*What to do*
Copy the material below verbatim, beginning at the line that contains "Where can you see the flagpole?" and stopping after the line that contains "<point>43,94</point>".

*Input data*
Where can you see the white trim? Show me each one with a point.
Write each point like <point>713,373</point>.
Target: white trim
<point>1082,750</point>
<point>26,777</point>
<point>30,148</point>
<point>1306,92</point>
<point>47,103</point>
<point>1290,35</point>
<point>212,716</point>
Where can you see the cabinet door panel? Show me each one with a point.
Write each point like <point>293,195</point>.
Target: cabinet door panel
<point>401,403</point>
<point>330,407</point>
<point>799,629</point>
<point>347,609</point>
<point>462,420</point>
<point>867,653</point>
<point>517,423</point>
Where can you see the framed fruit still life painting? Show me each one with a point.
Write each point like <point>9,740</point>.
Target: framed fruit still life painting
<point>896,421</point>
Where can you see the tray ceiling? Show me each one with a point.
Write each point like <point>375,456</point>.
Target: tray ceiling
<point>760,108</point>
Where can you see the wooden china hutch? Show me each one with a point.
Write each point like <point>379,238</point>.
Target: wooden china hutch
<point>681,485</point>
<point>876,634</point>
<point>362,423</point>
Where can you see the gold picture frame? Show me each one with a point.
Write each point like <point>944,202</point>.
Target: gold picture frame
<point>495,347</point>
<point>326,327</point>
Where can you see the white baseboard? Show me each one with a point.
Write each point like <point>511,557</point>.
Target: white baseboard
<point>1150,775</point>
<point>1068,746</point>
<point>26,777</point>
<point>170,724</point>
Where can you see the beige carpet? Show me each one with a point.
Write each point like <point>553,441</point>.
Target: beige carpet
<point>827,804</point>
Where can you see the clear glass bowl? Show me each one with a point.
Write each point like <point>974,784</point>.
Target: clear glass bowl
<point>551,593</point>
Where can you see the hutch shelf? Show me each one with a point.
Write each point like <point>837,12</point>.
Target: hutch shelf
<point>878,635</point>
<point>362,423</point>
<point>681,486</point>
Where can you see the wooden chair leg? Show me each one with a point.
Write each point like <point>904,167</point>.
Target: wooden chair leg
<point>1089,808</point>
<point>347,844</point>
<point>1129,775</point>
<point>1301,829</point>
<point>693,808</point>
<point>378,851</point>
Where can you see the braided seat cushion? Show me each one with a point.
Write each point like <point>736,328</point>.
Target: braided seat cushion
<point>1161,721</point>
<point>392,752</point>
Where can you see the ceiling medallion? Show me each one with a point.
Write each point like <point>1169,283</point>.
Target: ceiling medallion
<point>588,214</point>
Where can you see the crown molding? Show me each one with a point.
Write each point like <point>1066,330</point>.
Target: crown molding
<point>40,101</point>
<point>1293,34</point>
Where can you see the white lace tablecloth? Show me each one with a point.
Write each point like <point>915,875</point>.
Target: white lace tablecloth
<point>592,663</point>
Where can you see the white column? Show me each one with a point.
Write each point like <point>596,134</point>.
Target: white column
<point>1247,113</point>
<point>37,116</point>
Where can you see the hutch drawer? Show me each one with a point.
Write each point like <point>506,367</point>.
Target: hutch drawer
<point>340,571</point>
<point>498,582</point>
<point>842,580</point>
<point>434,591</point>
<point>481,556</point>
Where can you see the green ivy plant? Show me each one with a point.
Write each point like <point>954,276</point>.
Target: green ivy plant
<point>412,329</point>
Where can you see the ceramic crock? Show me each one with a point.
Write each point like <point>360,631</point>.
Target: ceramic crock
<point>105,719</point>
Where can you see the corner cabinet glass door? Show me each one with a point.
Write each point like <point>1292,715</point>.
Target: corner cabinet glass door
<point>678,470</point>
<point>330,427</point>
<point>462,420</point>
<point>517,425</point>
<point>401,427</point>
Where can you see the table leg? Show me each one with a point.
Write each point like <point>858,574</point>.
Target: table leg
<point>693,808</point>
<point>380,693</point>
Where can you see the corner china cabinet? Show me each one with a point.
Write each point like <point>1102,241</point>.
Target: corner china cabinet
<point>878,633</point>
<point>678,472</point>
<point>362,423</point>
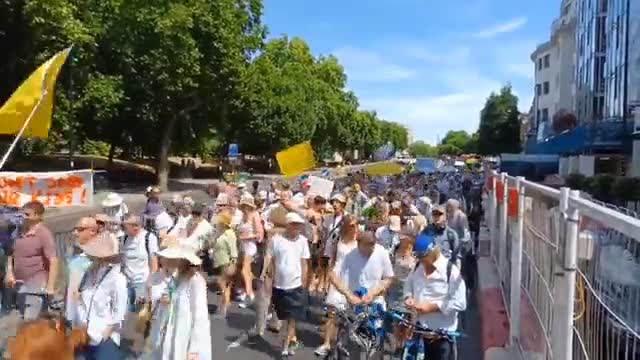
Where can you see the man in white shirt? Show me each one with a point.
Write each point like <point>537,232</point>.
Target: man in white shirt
<point>289,260</point>
<point>367,267</point>
<point>437,292</point>
<point>139,248</point>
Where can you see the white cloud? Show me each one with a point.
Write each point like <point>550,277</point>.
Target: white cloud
<point>447,55</point>
<point>364,65</point>
<point>506,27</point>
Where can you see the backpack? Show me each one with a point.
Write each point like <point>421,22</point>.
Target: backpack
<point>146,239</point>
<point>455,250</point>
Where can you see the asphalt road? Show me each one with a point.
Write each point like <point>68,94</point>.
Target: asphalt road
<point>239,321</point>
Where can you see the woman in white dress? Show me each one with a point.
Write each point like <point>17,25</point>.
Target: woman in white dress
<point>346,243</point>
<point>183,331</point>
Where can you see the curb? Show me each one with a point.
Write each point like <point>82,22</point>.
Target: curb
<point>494,319</point>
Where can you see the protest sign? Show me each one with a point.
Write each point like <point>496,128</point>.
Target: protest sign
<point>426,165</point>
<point>320,187</point>
<point>53,189</point>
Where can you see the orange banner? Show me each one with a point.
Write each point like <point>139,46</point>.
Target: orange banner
<point>499,191</point>
<point>53,189</point>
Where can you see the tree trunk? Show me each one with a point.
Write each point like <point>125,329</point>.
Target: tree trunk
<point>162,160</point>
<point>112,154</point>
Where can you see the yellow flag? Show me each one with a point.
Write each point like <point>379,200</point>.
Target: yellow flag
<point>296,159</point>
<point>387,168</point>
<point>16,111</point>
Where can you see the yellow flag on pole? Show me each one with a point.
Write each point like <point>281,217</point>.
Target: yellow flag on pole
<point>387,168</point>
<point>33,98</point>
<point>296,159</point>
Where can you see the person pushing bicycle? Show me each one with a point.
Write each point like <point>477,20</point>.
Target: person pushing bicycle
<point>437,293</point>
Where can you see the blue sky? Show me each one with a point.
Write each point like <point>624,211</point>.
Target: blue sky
<point>426,64</point>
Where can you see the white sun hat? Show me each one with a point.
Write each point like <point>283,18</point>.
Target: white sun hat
<point>111,200</point>
<point>181,252</point>
<point>294,218</point>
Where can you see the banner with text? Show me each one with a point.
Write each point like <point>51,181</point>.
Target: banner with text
<point>53,189</point>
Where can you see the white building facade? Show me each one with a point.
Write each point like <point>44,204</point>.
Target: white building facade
<point>554,63</point>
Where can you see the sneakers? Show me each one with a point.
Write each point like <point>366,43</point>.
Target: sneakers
<point>322,350</point>
<point>291,349</point>
<point>246,302</point>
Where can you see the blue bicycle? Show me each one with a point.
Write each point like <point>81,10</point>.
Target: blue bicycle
<point>416,347</point>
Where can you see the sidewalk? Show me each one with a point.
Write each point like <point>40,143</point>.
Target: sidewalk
<point>494,314</point>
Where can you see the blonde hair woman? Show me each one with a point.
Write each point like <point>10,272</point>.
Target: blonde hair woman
<point>251,232</point>
<point>224,253</point>
<point>184,330</point>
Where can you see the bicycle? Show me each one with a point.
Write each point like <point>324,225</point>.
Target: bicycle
<point>416,347</point>
<point>347,325</point>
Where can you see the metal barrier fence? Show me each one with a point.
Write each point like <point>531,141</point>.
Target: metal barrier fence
<point>570,271</point>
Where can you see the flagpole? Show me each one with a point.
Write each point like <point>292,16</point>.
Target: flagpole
<point>43,94</point>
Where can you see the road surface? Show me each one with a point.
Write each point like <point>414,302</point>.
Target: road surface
<point>239,320</point>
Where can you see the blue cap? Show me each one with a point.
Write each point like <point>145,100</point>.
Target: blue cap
<point>424,244</point>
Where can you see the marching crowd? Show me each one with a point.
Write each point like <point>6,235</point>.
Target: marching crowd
<point>405,239</point>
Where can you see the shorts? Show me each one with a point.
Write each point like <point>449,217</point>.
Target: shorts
<point>335,299</point>
<point>137,295</point>
<point>289,304</point>
<point>249,248</point>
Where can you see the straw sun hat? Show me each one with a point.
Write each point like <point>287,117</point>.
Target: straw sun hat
<point>181,252</point>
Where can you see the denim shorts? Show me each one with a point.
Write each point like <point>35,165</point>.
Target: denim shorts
<point>136,295</point>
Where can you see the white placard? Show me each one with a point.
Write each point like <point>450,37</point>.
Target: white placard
<point>320,187</point>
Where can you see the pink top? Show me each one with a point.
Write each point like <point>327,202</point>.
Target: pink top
<point>32,252</point>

*Correct result*
Where can you see the flagpole? Show me each one with a point.
Write each point like <point>292,16</point>.
Target: flagpole
<point>43,94</point>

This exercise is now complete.